(Material provided)

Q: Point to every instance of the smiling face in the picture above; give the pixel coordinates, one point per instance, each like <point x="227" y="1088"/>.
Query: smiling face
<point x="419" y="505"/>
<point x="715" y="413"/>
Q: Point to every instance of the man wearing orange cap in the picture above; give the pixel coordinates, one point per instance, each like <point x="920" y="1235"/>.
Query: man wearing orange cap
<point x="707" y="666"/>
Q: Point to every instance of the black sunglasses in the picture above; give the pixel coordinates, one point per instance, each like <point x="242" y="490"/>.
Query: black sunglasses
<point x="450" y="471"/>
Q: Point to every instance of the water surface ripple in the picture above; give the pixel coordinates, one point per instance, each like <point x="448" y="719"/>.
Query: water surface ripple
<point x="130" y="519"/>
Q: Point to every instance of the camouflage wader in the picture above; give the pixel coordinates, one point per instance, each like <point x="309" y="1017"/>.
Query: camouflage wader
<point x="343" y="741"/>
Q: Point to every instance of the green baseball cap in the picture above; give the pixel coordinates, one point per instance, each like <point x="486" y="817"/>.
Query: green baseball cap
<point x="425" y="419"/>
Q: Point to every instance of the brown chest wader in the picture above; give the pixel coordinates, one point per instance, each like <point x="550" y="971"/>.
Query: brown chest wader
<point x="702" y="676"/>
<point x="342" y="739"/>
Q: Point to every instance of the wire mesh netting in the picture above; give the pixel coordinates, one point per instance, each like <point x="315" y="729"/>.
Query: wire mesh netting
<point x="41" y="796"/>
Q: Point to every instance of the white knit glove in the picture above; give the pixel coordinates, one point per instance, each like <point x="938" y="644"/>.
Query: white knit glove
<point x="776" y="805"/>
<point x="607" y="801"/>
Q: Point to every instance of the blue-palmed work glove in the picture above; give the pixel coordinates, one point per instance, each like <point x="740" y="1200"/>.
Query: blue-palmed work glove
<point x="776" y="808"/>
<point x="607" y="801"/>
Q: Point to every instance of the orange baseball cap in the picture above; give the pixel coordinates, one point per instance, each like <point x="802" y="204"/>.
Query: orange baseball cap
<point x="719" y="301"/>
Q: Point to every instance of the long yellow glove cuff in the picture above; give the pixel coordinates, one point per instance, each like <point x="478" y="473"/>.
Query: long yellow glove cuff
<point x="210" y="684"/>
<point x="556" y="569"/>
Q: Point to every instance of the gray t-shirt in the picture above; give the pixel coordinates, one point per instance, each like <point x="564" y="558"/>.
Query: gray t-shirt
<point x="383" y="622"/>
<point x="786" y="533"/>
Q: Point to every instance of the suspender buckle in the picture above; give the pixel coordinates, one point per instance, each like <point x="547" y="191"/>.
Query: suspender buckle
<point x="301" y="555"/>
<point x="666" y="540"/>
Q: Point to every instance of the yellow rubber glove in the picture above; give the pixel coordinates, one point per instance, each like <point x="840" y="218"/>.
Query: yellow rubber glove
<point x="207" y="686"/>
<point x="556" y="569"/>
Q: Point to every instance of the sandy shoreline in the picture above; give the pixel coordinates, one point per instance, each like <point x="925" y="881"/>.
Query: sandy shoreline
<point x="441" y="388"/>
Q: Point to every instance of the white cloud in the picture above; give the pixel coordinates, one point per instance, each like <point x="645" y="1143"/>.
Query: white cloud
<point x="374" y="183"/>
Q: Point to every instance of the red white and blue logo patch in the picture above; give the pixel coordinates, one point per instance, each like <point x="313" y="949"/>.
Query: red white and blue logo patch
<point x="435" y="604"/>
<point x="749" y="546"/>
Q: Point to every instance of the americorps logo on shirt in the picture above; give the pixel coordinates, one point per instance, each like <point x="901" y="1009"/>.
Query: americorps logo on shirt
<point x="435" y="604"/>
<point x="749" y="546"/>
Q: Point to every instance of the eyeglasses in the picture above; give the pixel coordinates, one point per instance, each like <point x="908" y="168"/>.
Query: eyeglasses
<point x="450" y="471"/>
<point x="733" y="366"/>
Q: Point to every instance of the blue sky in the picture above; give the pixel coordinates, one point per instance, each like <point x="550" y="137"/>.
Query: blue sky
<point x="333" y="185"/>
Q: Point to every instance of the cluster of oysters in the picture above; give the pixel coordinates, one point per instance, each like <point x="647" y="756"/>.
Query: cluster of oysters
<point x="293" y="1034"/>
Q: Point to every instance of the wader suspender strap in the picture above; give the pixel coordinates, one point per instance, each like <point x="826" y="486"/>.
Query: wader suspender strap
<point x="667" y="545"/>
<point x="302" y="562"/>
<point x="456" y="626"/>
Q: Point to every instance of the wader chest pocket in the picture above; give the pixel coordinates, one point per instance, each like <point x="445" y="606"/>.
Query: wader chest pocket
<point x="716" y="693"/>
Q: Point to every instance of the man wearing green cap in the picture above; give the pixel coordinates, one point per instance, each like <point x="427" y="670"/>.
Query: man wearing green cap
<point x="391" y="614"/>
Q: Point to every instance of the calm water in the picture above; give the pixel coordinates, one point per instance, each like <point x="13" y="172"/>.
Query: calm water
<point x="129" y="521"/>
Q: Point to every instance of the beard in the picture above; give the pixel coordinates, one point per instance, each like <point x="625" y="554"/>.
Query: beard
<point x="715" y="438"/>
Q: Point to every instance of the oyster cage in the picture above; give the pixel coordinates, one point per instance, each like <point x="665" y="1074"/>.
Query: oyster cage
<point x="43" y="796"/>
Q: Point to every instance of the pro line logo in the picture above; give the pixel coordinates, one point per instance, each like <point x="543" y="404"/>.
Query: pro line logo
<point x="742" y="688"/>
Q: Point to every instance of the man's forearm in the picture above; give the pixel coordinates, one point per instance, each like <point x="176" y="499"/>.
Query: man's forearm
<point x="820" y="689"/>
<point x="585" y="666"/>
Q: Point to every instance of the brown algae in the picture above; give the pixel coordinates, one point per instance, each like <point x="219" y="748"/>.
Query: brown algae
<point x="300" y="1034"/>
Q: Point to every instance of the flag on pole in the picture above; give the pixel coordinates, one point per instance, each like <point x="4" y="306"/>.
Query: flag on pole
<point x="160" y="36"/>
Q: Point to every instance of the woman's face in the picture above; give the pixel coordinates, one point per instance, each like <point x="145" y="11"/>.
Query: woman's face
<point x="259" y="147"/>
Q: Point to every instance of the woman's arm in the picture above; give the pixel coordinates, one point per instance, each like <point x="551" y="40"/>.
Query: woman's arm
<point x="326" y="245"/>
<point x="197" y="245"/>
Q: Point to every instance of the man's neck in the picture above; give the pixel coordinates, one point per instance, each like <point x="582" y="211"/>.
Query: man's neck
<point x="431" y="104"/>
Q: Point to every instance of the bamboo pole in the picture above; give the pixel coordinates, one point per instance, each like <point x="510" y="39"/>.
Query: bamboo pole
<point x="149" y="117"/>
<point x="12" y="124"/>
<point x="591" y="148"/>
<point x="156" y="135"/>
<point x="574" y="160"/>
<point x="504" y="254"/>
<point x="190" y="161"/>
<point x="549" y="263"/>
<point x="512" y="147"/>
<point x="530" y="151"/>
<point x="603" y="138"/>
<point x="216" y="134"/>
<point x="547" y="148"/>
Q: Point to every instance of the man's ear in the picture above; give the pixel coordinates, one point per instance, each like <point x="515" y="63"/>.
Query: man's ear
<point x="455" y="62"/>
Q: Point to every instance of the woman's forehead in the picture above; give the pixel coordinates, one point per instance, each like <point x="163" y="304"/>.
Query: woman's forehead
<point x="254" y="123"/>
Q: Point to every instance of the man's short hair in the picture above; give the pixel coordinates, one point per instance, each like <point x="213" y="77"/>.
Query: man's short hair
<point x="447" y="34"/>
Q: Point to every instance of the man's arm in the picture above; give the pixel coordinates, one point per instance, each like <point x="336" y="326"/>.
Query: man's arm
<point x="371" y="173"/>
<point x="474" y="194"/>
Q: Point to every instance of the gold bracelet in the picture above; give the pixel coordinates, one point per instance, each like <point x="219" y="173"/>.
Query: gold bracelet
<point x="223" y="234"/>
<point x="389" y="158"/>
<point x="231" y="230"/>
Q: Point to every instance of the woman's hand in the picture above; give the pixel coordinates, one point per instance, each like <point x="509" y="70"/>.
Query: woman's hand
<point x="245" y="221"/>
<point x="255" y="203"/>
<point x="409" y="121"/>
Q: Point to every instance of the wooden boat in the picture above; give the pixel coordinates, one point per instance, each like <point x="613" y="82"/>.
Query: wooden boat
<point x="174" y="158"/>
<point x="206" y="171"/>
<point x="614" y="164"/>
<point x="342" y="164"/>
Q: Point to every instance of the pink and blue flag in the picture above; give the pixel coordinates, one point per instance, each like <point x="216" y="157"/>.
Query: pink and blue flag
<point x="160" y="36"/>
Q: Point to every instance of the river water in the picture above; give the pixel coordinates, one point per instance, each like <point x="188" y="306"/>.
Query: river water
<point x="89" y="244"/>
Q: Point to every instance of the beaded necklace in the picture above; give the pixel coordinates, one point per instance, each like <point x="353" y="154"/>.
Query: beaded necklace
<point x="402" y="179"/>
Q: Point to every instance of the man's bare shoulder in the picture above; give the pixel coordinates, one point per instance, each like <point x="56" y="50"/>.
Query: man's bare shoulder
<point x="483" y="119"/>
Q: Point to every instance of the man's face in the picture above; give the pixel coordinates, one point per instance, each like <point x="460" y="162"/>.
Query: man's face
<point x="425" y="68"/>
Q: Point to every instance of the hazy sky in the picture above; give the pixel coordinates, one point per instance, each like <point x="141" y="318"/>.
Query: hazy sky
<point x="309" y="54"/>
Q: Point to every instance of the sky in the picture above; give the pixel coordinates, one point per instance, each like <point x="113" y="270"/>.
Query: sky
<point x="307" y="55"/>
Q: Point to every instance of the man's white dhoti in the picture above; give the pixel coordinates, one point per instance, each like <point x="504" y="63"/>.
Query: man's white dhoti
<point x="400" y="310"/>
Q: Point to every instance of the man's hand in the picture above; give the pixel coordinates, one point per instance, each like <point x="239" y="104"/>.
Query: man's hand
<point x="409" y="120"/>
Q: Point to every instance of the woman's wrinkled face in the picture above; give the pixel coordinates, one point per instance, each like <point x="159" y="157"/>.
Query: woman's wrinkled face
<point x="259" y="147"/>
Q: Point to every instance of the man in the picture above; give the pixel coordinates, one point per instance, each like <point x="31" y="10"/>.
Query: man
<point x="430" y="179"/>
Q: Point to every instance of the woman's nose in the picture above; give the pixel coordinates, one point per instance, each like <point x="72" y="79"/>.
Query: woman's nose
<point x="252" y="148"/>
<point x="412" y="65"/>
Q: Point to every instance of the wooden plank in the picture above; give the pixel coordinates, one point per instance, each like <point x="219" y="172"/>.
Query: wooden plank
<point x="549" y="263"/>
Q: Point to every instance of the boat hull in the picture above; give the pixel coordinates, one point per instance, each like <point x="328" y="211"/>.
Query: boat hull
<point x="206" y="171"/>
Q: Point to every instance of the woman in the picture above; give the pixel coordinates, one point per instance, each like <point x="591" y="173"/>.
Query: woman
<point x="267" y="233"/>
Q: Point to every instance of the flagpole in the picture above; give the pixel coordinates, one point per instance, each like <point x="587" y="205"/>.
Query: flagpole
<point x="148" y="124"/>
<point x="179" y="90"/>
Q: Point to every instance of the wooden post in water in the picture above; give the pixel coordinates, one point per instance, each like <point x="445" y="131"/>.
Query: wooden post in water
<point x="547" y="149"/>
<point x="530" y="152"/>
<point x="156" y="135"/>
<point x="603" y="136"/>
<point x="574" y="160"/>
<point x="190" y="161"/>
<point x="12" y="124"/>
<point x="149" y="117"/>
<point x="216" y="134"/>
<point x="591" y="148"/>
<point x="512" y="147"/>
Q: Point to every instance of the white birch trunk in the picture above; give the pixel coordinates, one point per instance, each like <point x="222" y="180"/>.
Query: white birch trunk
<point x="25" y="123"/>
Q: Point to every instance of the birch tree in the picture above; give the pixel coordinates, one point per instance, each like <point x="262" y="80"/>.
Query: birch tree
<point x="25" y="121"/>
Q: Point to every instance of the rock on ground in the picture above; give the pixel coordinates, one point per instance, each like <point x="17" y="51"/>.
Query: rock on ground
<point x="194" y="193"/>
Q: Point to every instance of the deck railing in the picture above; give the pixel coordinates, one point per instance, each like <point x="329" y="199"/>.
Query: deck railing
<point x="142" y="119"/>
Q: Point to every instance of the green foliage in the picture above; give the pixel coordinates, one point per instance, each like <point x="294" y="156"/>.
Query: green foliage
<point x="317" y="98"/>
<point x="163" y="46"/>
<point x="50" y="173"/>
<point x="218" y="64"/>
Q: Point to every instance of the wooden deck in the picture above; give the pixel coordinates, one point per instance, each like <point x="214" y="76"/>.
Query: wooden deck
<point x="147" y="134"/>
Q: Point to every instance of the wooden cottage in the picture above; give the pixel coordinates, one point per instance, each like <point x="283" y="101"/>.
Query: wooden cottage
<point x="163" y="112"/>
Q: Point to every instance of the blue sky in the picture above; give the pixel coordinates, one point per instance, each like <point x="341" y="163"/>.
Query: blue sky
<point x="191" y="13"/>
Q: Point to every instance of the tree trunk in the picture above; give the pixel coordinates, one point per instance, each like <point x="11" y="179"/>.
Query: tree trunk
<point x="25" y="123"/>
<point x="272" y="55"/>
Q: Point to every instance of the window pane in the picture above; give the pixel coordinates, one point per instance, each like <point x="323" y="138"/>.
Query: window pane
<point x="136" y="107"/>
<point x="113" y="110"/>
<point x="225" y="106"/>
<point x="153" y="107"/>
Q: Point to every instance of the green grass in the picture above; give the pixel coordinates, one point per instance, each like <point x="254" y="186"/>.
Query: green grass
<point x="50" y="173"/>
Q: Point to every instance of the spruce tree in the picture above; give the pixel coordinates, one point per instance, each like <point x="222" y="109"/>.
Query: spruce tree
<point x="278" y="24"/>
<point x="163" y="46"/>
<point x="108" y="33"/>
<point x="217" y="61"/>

(End Material provided)

### What you should do
For the material above, reproduce exactly the lines from the line with "Query: smiling face" to the line with "Q: Point to every instance of the white knit", inclusive, and exclude all others.

### The completed task
Query: smiling face
<point x="419" y="505"/>
<point x="715" y="413"/>
Q: Point to every instance of the man wearing orange cap in the picture above; give the pixel coordinates, one point per instance, each like <point x="920" y="1235"/>.
Query: man wearing orange cap
<point x="707" y="666"/>
Q: Point to every instance of the black sunglasses in the picture above; give the pixel coordinates, one point per instance, each like <point x="242" y="490"/>.
Query: black sunglasses
<point x="450" y="471"/>
Q: Point to every instance of the water surface ripple in the picture above; give the pixel coordinates, one point per instance, each like <point x="448" y="719"/>.
Query: water surface ripple
<point x="130" y="519"/>
Q: Point to every instance of the camouflage wader in the picture above; give the pixel coordinates, one point per instance, each like <point x="309" y="1017"/>.
Query: camouflage wader
<point x="343" y="741"/>
Q: Point to every instance of the green baseball cap in the picture above; give the pixel coordinates, one point per instance, each like <point x="486" y="817"/>.
Query: green baseball cap
<point x="425" y="419"/>
Q: Point to every instance of the brown chest wader in the picture above; give the pixel coordinates, one point per instance, each like <point x="550" y="971"/>.
Query: brown chest wader
<point x="702" y="676"/>
<point x="342" y="739"/>
Q: Point to every instance of the wire mesh netting in the picture above; give the pixel coordinates, one point per instance, each like <point x="315" y="729"/>.
Query: wire mesh netting
<point x="41" y="796"/>
Q: Point to every instance of the white knit glove in the picture above; give the pixel coordinates, one point per instance, each like <point x="938" y="644"/>.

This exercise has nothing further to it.